*Text*.

--- BEGIN ---

Anyway, this belongs in the other thread, but these are the latest measurements I found:
http://blogs.gnome.org/view/xan/2006/11/06/0
*EDIT*: two more links I missed, because it seems Xan isn’t on the Planet Gnome feed.
http://blogs.gnome.org/xan
http://www.gnome.org/~fherrera/blog//Cairo_faster
Also, these might be interesting:
http://macslow.thepimp.net/?p=101
http://macslow.thepimp.net/?p=100
I do keep updated on developments in the free desktop world, but I’m a wee bit tired of people wanting KDE to adopt some technology or other, based on hype factor.
Edited 2007-01-03 22:24
I must admit I’m a bit concerned and skeptical about firefox using cairo. Once you depend on other people’s code, you are stuck to their priorities and agenda.
And you know if you write software, you’re ‘stuck to the operating system developers agendas and priorities’ – shock bloody horror!
The difference is, unlike Microsoft, whom if you find a problem they’ll tell you to go f*ck yourself (and thus, you’re going have to spend the next several months working around those bugs or having to create your own implementation of that said feature) – a developer can download the source, fix the issues as they find them and submit those changes back to the project – they benefit, and all those who rely on Cairo benefit, just as that developer benefits from everyone elses contribution.
I didn’t bring up Microsoft or closed source. I support open source OS’s (linux is not an OS) where the app developers have a role in its destiny.
Everyone has to deal with the OS they develop for. It’s part of the deal. Why complicate things further so that you have less control?
Everyone has to deal with the OS they develop for. It’s part of the deal. Why complicate things further so that you have less control?
You have as much control over those external dependencies as you want to contribute to those external dependencies projects.

--- END ---

*Task*. In the thread about Firefox and Cairo, why is one commenter concerned and skeptical about Firefox using Cairo? Answer in one to three sentences.

*Data rows*.

--- BEGIN ---

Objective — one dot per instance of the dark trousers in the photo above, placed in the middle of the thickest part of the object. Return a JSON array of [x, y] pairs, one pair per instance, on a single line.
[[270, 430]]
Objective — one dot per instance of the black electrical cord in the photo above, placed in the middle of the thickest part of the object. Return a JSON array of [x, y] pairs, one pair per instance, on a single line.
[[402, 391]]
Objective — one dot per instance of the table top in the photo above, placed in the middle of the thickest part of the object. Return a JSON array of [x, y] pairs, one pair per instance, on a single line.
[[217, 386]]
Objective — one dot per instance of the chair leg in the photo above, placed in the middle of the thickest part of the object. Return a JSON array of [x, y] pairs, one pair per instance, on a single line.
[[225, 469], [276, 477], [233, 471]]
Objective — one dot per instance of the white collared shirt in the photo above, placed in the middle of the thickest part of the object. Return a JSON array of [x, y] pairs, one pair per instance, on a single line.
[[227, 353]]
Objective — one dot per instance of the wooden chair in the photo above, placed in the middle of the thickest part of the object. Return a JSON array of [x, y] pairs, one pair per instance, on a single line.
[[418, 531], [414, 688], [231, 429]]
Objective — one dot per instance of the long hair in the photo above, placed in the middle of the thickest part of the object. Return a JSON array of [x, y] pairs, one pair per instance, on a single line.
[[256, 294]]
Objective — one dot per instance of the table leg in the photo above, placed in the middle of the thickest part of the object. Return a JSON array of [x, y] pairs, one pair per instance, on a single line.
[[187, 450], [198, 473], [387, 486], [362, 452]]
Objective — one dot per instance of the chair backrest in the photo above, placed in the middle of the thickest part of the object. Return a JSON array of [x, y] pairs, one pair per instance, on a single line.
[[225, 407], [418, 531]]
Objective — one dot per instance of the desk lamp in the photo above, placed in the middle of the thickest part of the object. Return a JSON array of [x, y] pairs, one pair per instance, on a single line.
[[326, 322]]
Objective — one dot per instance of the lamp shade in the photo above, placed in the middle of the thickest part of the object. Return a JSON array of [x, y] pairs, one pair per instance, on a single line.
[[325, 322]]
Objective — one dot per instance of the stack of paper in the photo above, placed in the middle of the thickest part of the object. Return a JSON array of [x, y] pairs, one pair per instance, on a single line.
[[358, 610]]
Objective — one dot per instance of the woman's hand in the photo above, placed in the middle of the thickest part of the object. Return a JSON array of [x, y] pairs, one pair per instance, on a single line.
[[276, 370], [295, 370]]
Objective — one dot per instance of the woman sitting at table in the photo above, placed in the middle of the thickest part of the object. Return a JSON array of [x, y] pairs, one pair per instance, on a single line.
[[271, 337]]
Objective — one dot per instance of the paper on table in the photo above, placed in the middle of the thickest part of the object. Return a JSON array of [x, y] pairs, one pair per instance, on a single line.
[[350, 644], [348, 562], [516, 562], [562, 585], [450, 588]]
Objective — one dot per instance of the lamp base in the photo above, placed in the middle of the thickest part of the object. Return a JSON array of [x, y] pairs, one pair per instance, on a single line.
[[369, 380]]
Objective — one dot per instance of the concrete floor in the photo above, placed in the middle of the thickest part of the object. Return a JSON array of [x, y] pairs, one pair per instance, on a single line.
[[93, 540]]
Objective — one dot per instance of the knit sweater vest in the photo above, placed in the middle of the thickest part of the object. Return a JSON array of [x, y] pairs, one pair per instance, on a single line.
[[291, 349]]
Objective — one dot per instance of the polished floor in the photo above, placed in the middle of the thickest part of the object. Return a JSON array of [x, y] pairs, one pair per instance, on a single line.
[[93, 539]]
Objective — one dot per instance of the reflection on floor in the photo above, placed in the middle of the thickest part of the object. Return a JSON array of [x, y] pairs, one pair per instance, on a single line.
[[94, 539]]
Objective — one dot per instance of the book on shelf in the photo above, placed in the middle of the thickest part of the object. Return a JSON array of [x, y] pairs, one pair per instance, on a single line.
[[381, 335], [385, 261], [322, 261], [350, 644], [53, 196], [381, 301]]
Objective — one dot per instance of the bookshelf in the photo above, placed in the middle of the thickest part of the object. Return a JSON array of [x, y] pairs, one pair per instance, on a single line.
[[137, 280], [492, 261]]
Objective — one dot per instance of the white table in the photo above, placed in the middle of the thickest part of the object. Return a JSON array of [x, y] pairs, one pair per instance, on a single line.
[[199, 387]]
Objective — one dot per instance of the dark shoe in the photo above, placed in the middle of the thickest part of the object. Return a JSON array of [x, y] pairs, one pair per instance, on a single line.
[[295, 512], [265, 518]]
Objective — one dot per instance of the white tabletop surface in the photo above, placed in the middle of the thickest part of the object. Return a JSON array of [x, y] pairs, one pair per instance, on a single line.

--- END ---

*Answer below*. The commenter worries that once you depend on other people's code, you are stuck with their priorities and agenda.